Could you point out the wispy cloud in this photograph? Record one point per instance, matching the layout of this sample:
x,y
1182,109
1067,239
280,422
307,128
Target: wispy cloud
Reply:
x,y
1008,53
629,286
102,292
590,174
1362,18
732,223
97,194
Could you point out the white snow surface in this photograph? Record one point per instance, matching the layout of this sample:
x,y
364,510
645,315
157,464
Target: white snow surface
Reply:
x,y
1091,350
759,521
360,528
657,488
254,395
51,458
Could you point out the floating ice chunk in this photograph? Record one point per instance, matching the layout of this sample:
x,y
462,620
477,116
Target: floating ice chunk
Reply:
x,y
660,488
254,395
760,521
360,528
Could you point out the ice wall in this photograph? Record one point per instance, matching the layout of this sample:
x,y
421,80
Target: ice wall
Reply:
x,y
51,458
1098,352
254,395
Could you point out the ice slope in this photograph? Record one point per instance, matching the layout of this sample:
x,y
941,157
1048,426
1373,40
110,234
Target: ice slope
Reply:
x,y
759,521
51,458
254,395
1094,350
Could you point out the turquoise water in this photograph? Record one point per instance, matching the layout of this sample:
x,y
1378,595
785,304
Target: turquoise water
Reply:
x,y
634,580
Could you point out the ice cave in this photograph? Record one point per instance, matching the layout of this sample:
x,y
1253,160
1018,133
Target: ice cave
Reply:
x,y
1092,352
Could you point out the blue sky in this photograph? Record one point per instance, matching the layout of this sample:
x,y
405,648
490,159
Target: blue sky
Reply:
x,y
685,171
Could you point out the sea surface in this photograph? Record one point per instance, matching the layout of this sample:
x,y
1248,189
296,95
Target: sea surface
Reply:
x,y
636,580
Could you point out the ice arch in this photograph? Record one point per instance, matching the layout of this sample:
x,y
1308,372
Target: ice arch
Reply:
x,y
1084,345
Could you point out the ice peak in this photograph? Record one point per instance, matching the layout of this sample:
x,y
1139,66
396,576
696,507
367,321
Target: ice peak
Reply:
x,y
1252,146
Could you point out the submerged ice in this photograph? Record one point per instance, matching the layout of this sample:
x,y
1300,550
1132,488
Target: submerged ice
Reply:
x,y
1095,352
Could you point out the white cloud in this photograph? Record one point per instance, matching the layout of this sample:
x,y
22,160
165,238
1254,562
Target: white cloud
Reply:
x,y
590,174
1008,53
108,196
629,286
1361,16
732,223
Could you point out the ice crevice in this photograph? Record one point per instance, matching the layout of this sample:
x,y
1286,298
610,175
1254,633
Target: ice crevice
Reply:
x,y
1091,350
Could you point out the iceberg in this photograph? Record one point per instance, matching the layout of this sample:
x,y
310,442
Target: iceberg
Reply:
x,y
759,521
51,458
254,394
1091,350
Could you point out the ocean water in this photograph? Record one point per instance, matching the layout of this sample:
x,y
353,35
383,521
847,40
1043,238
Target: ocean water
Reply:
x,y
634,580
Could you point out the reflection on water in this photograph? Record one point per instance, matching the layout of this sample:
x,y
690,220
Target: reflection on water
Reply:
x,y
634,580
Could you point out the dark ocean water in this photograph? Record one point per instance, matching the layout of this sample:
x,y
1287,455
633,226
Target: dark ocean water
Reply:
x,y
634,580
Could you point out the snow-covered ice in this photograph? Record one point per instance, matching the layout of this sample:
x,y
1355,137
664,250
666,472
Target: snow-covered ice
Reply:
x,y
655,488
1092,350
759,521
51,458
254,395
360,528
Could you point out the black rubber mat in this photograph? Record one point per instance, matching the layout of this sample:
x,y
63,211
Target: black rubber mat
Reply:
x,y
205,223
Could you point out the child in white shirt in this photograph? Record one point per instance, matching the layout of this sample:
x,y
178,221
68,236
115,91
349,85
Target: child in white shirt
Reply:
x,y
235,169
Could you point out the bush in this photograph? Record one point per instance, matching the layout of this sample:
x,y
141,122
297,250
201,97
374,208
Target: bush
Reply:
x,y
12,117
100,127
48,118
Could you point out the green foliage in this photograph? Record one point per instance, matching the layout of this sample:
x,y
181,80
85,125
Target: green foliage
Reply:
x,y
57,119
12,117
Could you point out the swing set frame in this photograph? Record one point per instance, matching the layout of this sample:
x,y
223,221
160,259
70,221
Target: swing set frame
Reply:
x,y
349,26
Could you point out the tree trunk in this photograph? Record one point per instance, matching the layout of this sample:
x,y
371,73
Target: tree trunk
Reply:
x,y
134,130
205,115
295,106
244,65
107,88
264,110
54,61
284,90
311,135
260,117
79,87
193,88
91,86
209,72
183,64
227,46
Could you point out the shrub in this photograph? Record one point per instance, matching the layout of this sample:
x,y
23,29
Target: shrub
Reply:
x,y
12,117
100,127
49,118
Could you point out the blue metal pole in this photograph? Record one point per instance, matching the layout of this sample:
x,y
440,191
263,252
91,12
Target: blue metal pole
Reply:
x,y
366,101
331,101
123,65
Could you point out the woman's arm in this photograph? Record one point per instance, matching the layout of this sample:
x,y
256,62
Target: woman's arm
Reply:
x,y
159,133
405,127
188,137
·····
--- Written instruction ---
Repeat every record, exactly as written.

--- Task result ---
Could you point out the wispy cloud in this photograph? Record one point per instance, matching the layout of this sample:
x,y
1182,109
1067,239
280,422
307,128
Target: wispy cloud
Reply:
x,y
1008,53
629,286
102,292
590,174
1362,18
732,223
97,194
Could you point out the white snow surface in this photograph? Record one point per instance, matching the layout of this sample:
x,y
364,510
645,315
157,464
Target: white snow surface
Reply:
x,y
1091,350
759,521
360,528
657,488
254,395
51,458
Could you point out the floating ice chunk in this photograph? Record one point per instance, matching the layout of this sample:
x,y
462,620
477,116
Target: floating ice chunk
Reply:
x,y
660,488
254,395
760,521
360,528
Could you point out the ice wall in this photograph? Record one point per instance, matching the layout of this sample:
x,y
421,80
Target: ice wall
Reply:
x,y
51,458
1098,352
254,395
Could you point out the ice slope in this photograph? Record one point per instance, matching the layout of this sample:
x,y
941,157
1048,426
1373,40
110,234
Target: ice slope
Reply:
x,y
759,521
51,458
254,395
1094,350
Could you point out the turquoise water in this photograph? Record one point per instance, matching the layout of this sample:
x,y
1378,595
785,304
Target: turquoise water
Reply:
x,y
634,580
Could you point out the ice cave in this photograph? Record one point per instance, matching the layout of this sample:
x,y
1253,160
1018,133
Target: ice cave
Reply:
x,y
1092,352
Could you point out the blue sky in this photograph? Record one point per instance, matching the layout of this sample:
x,y
405,648
490,159
Target: blue sky
Reply:
x,y
685,171
Could you point out the sea surface in this photograph? Record one point per instance, matching the layout of this sample:
x,y
1248,189
296,95
Target: sea surface
Reply:
x,y
636,580
Could you point out the ice arch in this photograph? Record one point per instance, matching the layout of this sample:
x,y
1308,372
Target: ice arch
Reply:
x,y
1084,345
Could you point out the ice peak in this photograph? Record one point per instance, matching the layout of this sample:
x,y
1139,66
396,576
696,507
367,321
Target: ice peak
Reply:
x,y
1252,146
Could you point out the submerged ice in this photograph? Record one point per instance, matching the layout of this sample:
x,y
1300,550
1132,488
Target: submerged ice
Reply:
x,y
1095,352
Could you point out the white cloud in this photograph? Record one point per instance, matching the layout of this sample:
x,y
22,160
165,238
1254,562
Target: white cloud
Reply:
x,y
590,174
1008,53
108,196
629,286
1361,16
732,223
Could you point out the ice crevice in this photograph? Record one point per instance, matching the layout of this sample:
x,y
1286,298
610,175
1254,633
Target: ice crevice
Reply:
x,y
1091,350
Could you point out the iceberg in this photograph? Record one point per instance, matching the layout of this sample:
x,y
310,442
Target: iceberg
Reply:
x,y
759,521
51,458
254,394
1091,350
Could you point out the ocean water in this photograph? Record one point per instance, matching the layout of this sample:
x,y
353,35
383,521
847,40
1043,238
Target: ocean water
Reply:
x,y
634,580
Could you point out the reflection on water in this photograph? Record one point per instance, matching the layout of this sample:
x,y
690,220
Target: reflection on water
Reply:
x,y
634,580
Could you point out the dark ocean water in this photograph? Record one point per instance, matching the layout of this sample:
x,y
1287,455
633,226
Target: dark ocean water
Reply:
x,y
634,580
Could you point out the snow-covered ice in this photograph? Record one point per instance, matching the layout of this sample:
x,y
1355,137
664,250
666,472
Target: snow-covered ice
Reply:
x,y
655,488
1092,350
759,521
51,458
254,395
360,528
Could you point out the black rubber mat in this photograph? Record one point per instance, matching the layout of this sample:
x,y
63,211
Target: black rubber mat
Reply:
x,y
205,223
Could you point out the child in white shirt in this photograph? Record one point per instance, matching the layout of this sample:
x,y
178,221
68,236
115,91
349,85
Target: child in white shirt
Reply:
x,y
235,169
Could you point out the bush in this photograph? Record one point per instance, matching the layout of this sample:
x,y
141,122
297,250
201,97
374,208
Target: bush
Reply:
x,y
12,117
100,127
48,118
Could you point out the green foliage in this photograph? Record one point per instance, matching the layout of this sample:
x,y
181,80
85,125
Target: green foliage
Reply:
x,y
57,119
12,117
Could you point out the swing set frame in this photograph? Record one point per instance, matching the layout of this sample:
x,y
223,221
160,259
70,221
Target: swing set frame
Reply:
x,y
349,26
Could you point out the tree trunk in this photograph? Record one point per instance, matching the layout of this sample:
x,y
371,73
Target: tree trunk
Reply:
x,y
134,130
205,115
295,106
244,65
107,88
264,110
54,61
284,90
311,135
260,117
79,87
193,88
91,86
209,72
183,64
227,46
Could you point out the shrub in this photograph? Record one point per instance, matching the layout of this sample:
x,y
23,29
Target: shrub
Reply:
x,y
12,117
100,127
49,118
Could you point out the blue metal pole in this photograph? Record one point per instance, matching the layout of this sample:
x,y
440,191
263,252
91,12
Target: blue metal pole
Reply:
x,y
366,101
331,101
123,65
Could you point out the woman's arm in this photograph? Record one point per instance, matching the layout of this sample:
x,y
256,62
Target: woman's arm
Reply:
x,y
159,133
405,127
188,137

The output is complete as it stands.